Given text >>
┌──
Life, Photography, Road trips

Camera in hand, trying to act inconspicuous

I wish I had a cloak of invisibility. Whenever I grab a camera and head out to shoot, I don’t want to be bothered or even noticed.

Because I take so many pictures along the roadside, drivers frequently stop and ask me if my car has broken down. I used to try to explain, but that seemed to just confuse the good Samaritans. So now I just smile and say, “No, everything’s fine!” and turn back to what I’m doing. But I still haven’t figured out what to say to people who ask questions when I’m in town shooting with my vintage cameras.

When I was shooting with my Argus A2B last year, I stopped for a cheeseburger and noticed that the adjacent strip mall had some good photographic possibilities. I shot several photos there, including this one of a check-cashing place. A man immediately came running out and, clearly agitated, asked me what I was doing. I showed him my 60-year-old camera and briefly explained my hobby. He shook his head and said, “Don’t you think that’s a little strange?” I was gobsmacked, and I just walked away from him. When I reached my car, I turned back to look and he was still standing there, watching me. It makes me wonder what he was trying to hide.

Legal loansharking

When I was shooting with my Pentax K1000 not long ago, I burned off the last few shots on my first roll of film in the parking lot at work. I was looking for colorful cars to shoot, which isn’t easy these days given that the most popular colors are white, black, and endless shades of beige. I liked this shot of a Jeep’s headlight best.

Jeep light

The next day, the company that manages our office park sent out an e-mail saying that they had received several reports of a suspicious dark-haired Caucasian male wandering the parking lot photographing cars, and that if he is seen again to call local police. Don’t they know I’m harmless?
└──
Material shown >>
┌──
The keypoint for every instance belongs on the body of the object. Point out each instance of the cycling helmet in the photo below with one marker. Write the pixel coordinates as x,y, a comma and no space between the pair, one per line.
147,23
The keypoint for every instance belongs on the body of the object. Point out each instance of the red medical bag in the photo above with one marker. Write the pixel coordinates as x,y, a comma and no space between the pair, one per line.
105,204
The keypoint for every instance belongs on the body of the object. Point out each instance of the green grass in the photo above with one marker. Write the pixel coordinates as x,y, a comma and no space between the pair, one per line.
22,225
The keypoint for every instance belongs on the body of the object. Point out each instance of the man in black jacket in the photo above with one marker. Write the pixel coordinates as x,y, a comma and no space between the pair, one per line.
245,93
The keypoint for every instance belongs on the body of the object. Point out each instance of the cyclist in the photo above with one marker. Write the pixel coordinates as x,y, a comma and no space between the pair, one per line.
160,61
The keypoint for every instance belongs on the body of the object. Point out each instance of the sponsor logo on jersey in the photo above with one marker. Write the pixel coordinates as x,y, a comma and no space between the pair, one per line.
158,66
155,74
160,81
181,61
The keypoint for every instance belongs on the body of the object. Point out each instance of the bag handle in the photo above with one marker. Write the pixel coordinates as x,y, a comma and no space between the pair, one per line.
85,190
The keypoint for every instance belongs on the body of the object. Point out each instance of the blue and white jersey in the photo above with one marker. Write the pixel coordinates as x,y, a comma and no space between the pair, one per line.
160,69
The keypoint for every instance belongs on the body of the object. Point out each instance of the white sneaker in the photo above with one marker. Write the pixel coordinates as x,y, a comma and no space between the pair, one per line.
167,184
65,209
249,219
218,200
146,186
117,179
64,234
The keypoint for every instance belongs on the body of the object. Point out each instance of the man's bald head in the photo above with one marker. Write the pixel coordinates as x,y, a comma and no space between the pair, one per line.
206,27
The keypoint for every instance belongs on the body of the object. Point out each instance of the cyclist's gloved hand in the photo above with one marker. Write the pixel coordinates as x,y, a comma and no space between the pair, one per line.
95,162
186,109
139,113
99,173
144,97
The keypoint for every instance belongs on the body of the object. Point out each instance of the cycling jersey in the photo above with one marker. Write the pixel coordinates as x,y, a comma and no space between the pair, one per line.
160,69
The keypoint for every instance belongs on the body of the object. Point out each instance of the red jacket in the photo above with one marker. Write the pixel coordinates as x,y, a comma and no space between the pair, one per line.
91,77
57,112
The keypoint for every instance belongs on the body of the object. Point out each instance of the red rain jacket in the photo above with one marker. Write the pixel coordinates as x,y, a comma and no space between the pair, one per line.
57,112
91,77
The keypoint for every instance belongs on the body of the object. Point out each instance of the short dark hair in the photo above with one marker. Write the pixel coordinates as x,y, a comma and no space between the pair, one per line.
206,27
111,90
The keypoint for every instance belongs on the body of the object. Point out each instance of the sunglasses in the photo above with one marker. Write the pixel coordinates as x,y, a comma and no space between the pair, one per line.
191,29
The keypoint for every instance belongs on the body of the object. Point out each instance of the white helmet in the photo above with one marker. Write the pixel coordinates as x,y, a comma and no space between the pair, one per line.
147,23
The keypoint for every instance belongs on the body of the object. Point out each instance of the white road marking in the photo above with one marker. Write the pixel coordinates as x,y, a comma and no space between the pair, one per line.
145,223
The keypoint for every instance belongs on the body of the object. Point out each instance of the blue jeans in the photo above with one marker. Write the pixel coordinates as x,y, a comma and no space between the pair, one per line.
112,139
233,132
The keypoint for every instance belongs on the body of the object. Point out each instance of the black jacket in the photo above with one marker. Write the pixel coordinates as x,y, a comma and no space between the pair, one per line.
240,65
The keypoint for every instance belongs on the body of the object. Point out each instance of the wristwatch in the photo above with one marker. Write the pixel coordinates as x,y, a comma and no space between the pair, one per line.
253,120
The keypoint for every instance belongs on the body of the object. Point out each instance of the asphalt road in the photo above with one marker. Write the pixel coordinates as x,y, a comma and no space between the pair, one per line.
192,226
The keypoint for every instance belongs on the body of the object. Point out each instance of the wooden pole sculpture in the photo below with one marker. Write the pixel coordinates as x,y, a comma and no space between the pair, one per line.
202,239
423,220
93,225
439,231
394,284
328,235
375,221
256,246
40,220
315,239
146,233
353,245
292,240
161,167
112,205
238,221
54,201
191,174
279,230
└──
The request >> Write out the passage of the post about photographing with vintage cameras word for word, from "Life, Photography, Road" to "my vintage cameras.".

Solution >>
Life, Photography, Road trips

Camera in hand, trying to act inconspicuous

I wish I had a cloak of invisibility. Whenever I grab a camera and head out to shoot, I don’t want to be bothered or even noticed.

Because I take so many pictures along the roadside, drivers frequently stop and ask me if my car has broken down. I used to try to explain, but that seemed to just confuse the good Samaritans. So now I just smile and say, “No, everything’s fine!” and turn back to what I’m doing. But I still haven’t figured out what to say to people who ask questions when I’m in town shooting with my vintage cameras.